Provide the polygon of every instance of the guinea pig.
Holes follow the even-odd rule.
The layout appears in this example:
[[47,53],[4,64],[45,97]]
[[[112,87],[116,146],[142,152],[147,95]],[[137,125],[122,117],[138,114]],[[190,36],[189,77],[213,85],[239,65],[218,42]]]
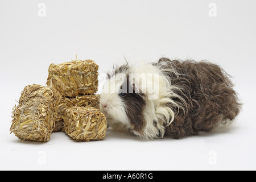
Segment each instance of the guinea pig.
[[107,74],[100,109],[108,126],[144,139],[209,132],[232,123],[240,111],[230,77],[207,61],[126,63]]

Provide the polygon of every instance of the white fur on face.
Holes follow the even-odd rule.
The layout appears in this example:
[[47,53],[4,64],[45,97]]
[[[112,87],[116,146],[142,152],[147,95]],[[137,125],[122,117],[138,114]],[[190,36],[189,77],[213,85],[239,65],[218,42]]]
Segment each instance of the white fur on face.
[[[171,124],[174,119],[174,111],[168,105],[175,105],[172,98],[176,95],[172,90],[177,88],[171,86],[168,79],[161,73],[159,68],[151,64],[142,64],[137,70],[132,68],[125,71],[125,73],[116,74],[107,80],[101,93],[100,109],[105,114],[108,125],[118,129],[120,127],[122,130],[128,129],[143,139],[162,138],[165,134],[165,126]],[[121,86],[124,83],[127,84],[126,76],[129,75],[130,79],[130,73],[134,73],[133,80],[135,89],[143,94],[146,102],[142,113],[144,125],[142,131],[139,131],[133,130],[135,127],[129,120],[126,106],[119,96]],[[155,75],[157,78],[152,76],[150,79],[148,78],[148,75],[154,76]],[[142,81],[141,75],[146,76],[146,84]],[[152,88],[157,90],[152,92]],[[150,96],[154,97],[150,97]]]
[[105,82],[100,94],[100,110],[106,115],[108,125],[114,128],[129,126],[126,106],[119,96],[123,79],[123,74],[110,78]]

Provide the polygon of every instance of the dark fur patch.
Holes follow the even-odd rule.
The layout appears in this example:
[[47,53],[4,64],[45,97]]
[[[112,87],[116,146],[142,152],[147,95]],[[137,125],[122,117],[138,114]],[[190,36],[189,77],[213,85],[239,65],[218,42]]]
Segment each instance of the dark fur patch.
[[128,63],[126,62],[126,64],[123,64],[119,67],[117,67],[116,68],[113,67],[113,69],[107,73],[107,78],[110,78],[113,75],[116,75],[118,73],[124,73],[127,70],[129,70],[130,68],[130,66],[128,65]]
[[239,113],[242,105],[232,88],[230,76],[218,65],[204,61],[171,61],[164,57],[153,65],[160,66],[160,69],[172,68],[179,73],[177,76],[163,72],[172,85],[181,89],[174,91],[185,101],[184,103],[174,98],[184,109],[179,113],[175,105],[170,106],[177,115],[166,127],[166,135],[179,138],[200,131],[210,131],[221,119],[232,120]]
[[[121,96],[119,97],[122,99],[126,106],[126,115],[131,125],[134,127],[133,130],[137,132],[141,133],[145,124],[142,113],[146,102],[141,95],[135,93],[134,85],[131,85],[129,82],[129,76],[127,76],[127,85],[128,85],[127,94],[124,97]],[[132,87],[133,93],[129,93],[129,87]],[[120,89],[122,90],[122,89],[121,86]]]

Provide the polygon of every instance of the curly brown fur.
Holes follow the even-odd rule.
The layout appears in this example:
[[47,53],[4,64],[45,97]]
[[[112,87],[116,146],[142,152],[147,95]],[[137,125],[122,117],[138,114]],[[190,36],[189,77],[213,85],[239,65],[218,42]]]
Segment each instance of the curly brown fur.
[[160,69],[172,68],[177,72],[178,74],[163,73],[171,84],[180,89],[174,92],[185,101],[175,99],[184,109],[172,106],[176,115],[166,126],[166,135],[179,138],[201,131],[209,132],[227,120],[233,120],[239,113],[241,104],[232,88],[233,84],[218,65],[205,61],[171,61],[167,58],[160,59],[155,64],[158,65]]

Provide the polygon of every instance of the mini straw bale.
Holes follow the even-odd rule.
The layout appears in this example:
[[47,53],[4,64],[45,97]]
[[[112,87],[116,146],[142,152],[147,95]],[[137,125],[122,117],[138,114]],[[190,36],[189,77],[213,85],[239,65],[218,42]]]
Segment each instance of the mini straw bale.
[[106,135],[105,115],[94,107],[69,108],[65,110],[63,119],[65,132],[75,140],[101,140]]
[[61,96],[55,89],[40,85],[24,88],[13,110],[11,133],[21,140],[46,142],[53,131]]
[[92,60],[73,60],[49,66],[46,84],[64,96],[92,94],[98,89],[98,65]]
[[91,106],[100,109],[100,95],[80,95],[75,97],[62,96],[59,105],[58,114],[53,131],[60,131],[63,130],[64,123],[63,115],[67,109],[73,106]]

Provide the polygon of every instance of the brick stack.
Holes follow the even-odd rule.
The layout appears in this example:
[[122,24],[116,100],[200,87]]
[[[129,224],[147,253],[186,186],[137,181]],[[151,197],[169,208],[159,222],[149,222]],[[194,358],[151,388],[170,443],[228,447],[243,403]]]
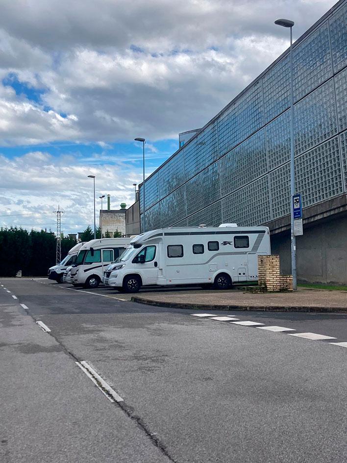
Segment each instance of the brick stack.
[[279,274],[279,256],[258,256],[258,283],[262,292],[293,291],[292,275]]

### Instructions to follow
Exclude all pictures and reproduce exactly the lines from the one containing "Provide the polygon of every instance of the curly" through the final line of the entries above.

### Correct answer
Provide the polygon of every instance of the curly brown fur.
Holes follow the even-odd rule.
The layout appears in this example:
[[47,53],[4,64],[45,97]]
[[[112,87],[116,146],[142,152],[147,95]],[[137,125],[122,117],[138,114]],[[190,36],[189,77],[213,85],[239,65],[218,42]]]
Segment each instance of the curly brown fur.
[[160,69],[172,68],[177,72],[178,74],[163,73],[171,84],[180,89],[174,92],[185,101],[175,99],[184,109],[172,106],[176,115],[166,126],[166,135],[179,138],[201,131],[209,132],[227,120],[233,120],[239,113],[241,104],[232,88],[233,84],[218,65],[205,61],[171,61],[167,58],[160,59],[155,64],[158,65]]

Provide the polygon of every instance of the mini straw bale.
Holes follow the even-odd rule.
The layout appears in this example:
[[47,53],[4,64],[45,97]]
[[[112,87],[116,146],[142,152],[147,95]],[[137,125],[122,117],[138,114]],[[190,36],[189,77],[213,85],[239,65],[218,42]]]
Segment each instance of the mini straw bale.
[[106,135],[105,115],[94,107],[69,108],[65,110],[63,119],[65,132],[75,140],[101,140]]
[[61,96],[55,89],[40,85],[24,88],[13,110],[11,133],[21,140],[46,142],[53,131]]
[[92,60],[73,60],[49,66],[46,84],[64,96],[92,94],[98,89],[98,65]]
[[91,106],[100,109],[100,95],[80,95],[75,97],[62,96],[59,105],[58,114],[53,131],[60,131],[63,130],[64,123],[63,115],[67,109],[73,106]]

Provide the polygon of every instance of the brick stack.
Holes follow the even-odd rule.
The layout appears in this example:
[[122,24],[116,100],[200,87]]
[[[129,224],[147,253],[186,186],[137,181]],[[151,197],[169,208],[159,222],[149,222]],[[194,358],[151,388],[170,443],[228,447],[243,403]]]
Segment each instance of the brick stack.
[[279,274],[279,256],[258,256],[258,283],[262,292],[293,291],[292,275]]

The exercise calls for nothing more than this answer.